● Requirements
Edit the lines from the one containing "For every instance of the silver" through the one containing "[(1013, 423), (380, 227), (138, 211), (777, 672)]" so that "silver wheel trim" becomes "chrome hubcap", leaving everything else as it is.

═══ Items ═══

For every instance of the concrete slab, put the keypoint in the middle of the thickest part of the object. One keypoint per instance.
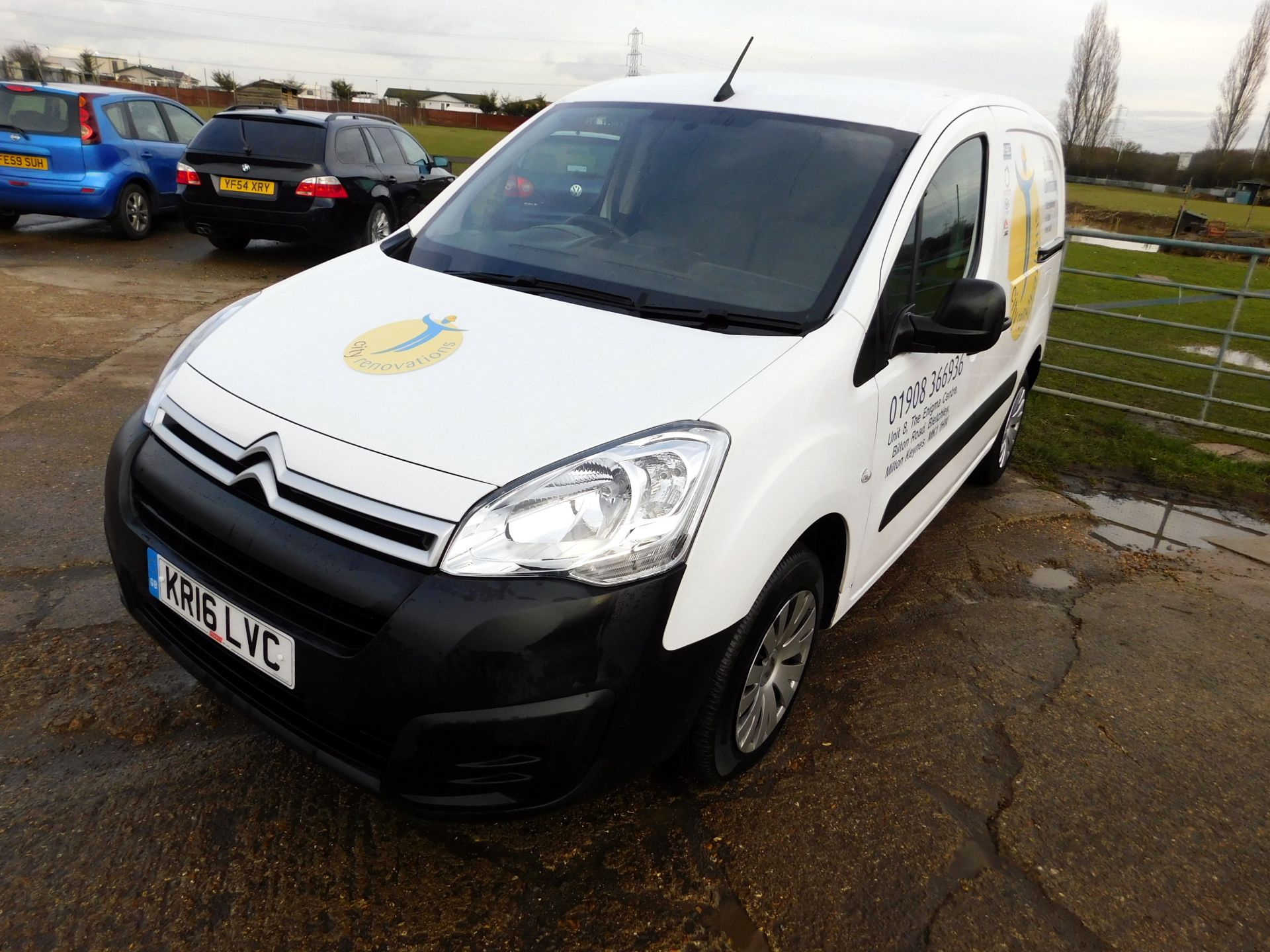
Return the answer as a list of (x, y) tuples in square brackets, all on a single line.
[(1256, 547)]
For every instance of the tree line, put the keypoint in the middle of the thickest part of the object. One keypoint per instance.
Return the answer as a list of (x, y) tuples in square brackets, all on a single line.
[(1091, 141)]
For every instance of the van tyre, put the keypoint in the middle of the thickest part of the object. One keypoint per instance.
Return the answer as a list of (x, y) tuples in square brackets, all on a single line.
[(994, 465), (229, 243), (761, 672), (379, 223), (134, 215)]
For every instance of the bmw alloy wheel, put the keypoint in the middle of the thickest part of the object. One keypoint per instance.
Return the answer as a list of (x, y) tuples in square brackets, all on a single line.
[(1013, 424), (777, 672)]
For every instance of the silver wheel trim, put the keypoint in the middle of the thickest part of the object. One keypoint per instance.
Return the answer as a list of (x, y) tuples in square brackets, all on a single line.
[(1013, 423), (380, 227), (138, 211), (777, 672)]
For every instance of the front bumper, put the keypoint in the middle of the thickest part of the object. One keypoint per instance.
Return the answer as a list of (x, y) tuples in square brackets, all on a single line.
[(446, 695)]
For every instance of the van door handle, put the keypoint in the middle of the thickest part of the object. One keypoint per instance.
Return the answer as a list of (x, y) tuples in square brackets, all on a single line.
[(1047, 252)]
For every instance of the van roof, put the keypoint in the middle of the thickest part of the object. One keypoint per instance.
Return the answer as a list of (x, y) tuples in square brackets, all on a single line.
[(900, 106)]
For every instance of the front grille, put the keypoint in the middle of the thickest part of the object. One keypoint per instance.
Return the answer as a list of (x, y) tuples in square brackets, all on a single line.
[(259, 473), (361, 749), (300, 610)]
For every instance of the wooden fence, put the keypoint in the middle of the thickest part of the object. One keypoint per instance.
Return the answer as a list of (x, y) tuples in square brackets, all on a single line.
[(405, 114)]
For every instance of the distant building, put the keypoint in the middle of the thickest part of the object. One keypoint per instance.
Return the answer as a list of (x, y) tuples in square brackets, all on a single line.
[(316, 91), (269, 93), (65, 69), (435, 99), (155, 77)]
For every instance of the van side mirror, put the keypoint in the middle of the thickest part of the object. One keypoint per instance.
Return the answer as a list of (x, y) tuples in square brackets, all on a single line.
[(968, 321)]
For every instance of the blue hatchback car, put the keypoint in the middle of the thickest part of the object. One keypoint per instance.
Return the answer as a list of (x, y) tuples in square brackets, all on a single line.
[(91, 153)]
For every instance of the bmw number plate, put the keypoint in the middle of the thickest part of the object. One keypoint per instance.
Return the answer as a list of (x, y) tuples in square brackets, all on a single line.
[(229, 626)]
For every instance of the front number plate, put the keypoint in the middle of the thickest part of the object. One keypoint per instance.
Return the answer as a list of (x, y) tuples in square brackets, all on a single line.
[(252, 187), (229, 626)]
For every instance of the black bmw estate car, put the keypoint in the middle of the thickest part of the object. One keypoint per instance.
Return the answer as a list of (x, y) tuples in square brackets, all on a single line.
[(342, 179)]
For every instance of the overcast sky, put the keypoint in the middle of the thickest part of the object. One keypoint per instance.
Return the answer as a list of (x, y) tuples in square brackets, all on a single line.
[(1175, 51)]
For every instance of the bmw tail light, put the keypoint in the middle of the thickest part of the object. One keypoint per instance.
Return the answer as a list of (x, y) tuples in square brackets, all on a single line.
[(89, 132), (321, 187)]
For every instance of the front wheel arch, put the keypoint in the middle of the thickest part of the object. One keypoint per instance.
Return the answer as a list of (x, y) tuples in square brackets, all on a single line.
[(829, 539)]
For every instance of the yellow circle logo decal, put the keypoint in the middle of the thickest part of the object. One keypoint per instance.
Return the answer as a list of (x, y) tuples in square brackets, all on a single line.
[(404, 346)]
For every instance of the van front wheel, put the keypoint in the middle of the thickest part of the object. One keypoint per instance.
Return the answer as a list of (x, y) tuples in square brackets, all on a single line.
[(994, 465), (761, 672)]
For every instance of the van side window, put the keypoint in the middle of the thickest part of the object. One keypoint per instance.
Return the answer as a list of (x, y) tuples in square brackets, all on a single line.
[(941, 241), (940, 247)]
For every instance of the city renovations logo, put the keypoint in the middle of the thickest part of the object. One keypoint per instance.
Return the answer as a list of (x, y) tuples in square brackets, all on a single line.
[(1024, 243), (404, 346)]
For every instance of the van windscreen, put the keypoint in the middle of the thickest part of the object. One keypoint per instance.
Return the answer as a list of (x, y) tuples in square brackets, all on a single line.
[(691, 207), (38, 113), (262, 139)]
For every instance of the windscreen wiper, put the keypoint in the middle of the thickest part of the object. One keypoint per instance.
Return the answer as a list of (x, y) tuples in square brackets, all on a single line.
[(704, 317), (719, 319), (527, 282)]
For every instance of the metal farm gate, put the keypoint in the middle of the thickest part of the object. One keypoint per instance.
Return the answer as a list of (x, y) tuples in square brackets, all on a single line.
[(1143, 366)]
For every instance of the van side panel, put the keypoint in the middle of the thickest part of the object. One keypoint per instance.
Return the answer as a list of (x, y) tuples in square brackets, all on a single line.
[(1034, 221)]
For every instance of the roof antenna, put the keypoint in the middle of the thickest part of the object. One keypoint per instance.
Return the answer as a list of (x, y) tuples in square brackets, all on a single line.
[(726, 91)]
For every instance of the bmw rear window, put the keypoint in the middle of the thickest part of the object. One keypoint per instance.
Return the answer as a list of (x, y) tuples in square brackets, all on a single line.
[(262, 139), (38, 113)]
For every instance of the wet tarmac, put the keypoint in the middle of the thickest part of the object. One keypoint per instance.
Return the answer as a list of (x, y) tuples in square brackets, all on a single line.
[(1024, 738)]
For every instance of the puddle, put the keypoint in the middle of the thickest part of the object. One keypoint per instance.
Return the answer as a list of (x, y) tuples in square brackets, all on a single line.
[(1052, 579), (1156, 526), (1236, 358)]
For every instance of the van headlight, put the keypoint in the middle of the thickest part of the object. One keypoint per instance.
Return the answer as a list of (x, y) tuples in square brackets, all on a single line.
[(619, 513), (186, 348)]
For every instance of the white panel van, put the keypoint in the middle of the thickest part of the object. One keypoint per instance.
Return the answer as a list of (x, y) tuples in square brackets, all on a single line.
[(574, 470)]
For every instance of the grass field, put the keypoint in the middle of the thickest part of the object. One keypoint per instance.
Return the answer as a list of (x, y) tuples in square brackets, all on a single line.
[(439, 140), (1064, 434), (1129, 200)]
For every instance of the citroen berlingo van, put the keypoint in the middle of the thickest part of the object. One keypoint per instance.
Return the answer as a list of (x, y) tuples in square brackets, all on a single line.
[(574, 470)]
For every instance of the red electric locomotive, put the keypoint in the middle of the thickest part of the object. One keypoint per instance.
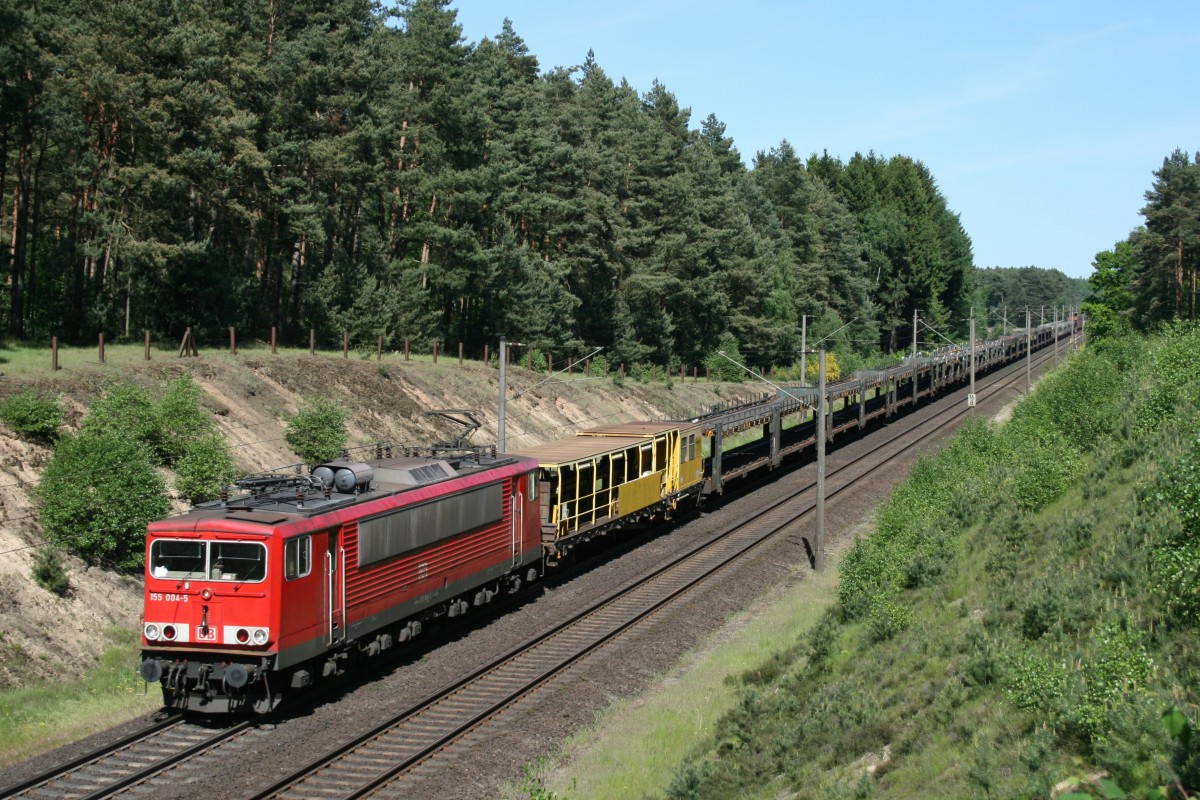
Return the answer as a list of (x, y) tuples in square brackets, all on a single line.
[(269, 590)]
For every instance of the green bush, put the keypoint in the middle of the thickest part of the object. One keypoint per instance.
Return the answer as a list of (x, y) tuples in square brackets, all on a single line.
[(167, 426), (204, 469), (97, 494), (51, 573), (126, 410), (34, 416), (317, 432), (180, 420)]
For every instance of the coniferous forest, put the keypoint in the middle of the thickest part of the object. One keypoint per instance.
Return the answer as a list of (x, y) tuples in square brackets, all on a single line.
[(349, 167)]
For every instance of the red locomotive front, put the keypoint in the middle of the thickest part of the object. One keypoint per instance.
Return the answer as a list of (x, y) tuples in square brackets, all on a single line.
[(211, 590), (270, 590)]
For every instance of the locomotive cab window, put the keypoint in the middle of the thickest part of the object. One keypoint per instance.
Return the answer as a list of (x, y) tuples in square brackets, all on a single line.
[(177, 559), (298, 558), (243, 561)]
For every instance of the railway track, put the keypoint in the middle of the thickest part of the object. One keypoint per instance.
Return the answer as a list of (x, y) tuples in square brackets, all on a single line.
[(391, 757), (129, 762), (156, 761)]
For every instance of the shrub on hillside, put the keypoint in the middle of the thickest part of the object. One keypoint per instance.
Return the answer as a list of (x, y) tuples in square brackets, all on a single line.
[(51, 573), (181, 421), (204, 469), (126, 410), (97, 494), (34, 416), (317, 432)]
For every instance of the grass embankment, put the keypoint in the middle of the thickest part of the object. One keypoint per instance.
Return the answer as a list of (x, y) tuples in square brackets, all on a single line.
[(1023, 614), (48, 715), (616, 761), (1017, 625)]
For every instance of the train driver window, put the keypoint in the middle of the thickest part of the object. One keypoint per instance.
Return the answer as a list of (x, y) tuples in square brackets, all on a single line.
[(177, 559), (298, 558), (243, 561)]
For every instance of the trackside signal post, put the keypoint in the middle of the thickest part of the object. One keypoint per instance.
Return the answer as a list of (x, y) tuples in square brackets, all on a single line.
[(819, 557), (971, 397)]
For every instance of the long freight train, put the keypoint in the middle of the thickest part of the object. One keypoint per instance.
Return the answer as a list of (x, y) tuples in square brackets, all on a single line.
[(280, 585)]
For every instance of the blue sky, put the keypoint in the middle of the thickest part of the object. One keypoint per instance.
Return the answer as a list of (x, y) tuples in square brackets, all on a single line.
[(1042, 121)]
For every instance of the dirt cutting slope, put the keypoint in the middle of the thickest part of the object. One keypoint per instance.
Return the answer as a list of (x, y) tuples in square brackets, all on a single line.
[(45, 636)]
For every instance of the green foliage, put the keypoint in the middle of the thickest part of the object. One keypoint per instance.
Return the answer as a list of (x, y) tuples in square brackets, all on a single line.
[(317, 432), (537, 360), (181, 422), (34, 416), (723, 367), (97, 494), (598, 366), (887, 618), (51, 573), (126, 410), (205, 468)]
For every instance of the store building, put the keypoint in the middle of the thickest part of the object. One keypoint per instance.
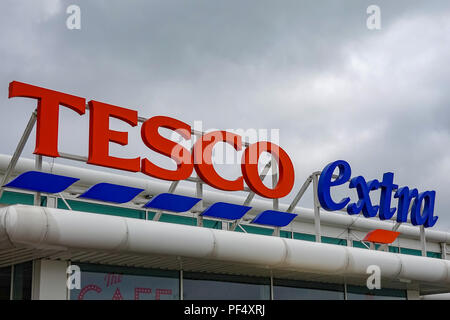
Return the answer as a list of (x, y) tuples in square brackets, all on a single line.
[(77, 233), (127, 252)]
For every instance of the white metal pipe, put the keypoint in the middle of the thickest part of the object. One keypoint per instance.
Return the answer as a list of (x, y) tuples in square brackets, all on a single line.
[(50, 228), (89, 177)]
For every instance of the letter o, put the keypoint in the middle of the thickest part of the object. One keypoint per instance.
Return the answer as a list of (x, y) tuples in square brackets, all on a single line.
[(249, 167)]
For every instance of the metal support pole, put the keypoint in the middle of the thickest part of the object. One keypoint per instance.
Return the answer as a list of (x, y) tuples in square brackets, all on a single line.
[(18, 151), (181, 285), (199, 206), (275, 182), (423, 241), (316, 209), (251, 194), (349, 239), (38, 167), (276, 231), (300, 194), (172, 188), (444, 250), (271, 285)]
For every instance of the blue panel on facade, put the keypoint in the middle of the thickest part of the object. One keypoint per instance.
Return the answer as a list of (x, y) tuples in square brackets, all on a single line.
[(226, 211), (274, 218), (111, 193), (172, 202), (41, 182)]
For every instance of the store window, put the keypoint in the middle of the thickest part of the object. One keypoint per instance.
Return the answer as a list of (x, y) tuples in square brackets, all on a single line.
[(199, 286), (5, 283), (303, 290), (363, 293), (99, 282)]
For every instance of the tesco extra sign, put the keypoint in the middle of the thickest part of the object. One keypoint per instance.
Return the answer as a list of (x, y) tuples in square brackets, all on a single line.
[(200, 159)]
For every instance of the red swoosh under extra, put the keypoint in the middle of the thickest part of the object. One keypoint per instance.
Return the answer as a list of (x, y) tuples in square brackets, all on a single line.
[(381, 236)]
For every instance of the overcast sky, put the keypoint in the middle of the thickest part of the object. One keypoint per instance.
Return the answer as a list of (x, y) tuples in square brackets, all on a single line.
[(378, 99)]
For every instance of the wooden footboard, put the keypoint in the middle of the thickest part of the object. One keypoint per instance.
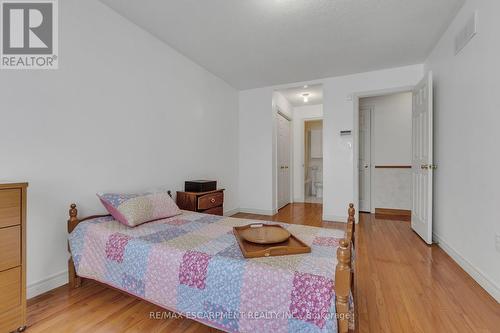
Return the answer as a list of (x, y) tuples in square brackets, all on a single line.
[(74, 280), (344, 275)]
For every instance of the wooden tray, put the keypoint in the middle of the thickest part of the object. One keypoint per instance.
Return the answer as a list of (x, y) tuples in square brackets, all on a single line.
[(292, 245), (264, 233)]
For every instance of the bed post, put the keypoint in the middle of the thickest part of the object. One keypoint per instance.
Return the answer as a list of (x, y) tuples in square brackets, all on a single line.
[(351, 224), (343, 285), (74, 280)]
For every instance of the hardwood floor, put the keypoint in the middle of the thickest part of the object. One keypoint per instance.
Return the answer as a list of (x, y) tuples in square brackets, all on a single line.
[(402, 286)]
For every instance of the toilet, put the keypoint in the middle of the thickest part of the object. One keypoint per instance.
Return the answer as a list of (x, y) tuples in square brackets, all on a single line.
[(318, 186)]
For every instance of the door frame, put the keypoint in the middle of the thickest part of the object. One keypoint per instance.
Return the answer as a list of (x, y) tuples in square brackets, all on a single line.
[(303, 156), (279, 113), (372, 166), (355, 135)]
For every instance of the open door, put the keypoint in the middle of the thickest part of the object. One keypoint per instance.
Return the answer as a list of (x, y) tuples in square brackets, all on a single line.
[(364, 164), (422, 159)]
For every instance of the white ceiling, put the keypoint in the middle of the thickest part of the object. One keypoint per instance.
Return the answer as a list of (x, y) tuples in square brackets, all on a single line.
[(256, 43), (294, 95)]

═══

● Exercise output
For every instance of the chrome hubcap, put the keypoint in the middle of the thickest part of the object. One keypoint per instance.
Return the answer as a list of (x, y) tuples in square brackets, all on a single line.
[(1013, 423), (380, 227), (138, 211), (777, 672)]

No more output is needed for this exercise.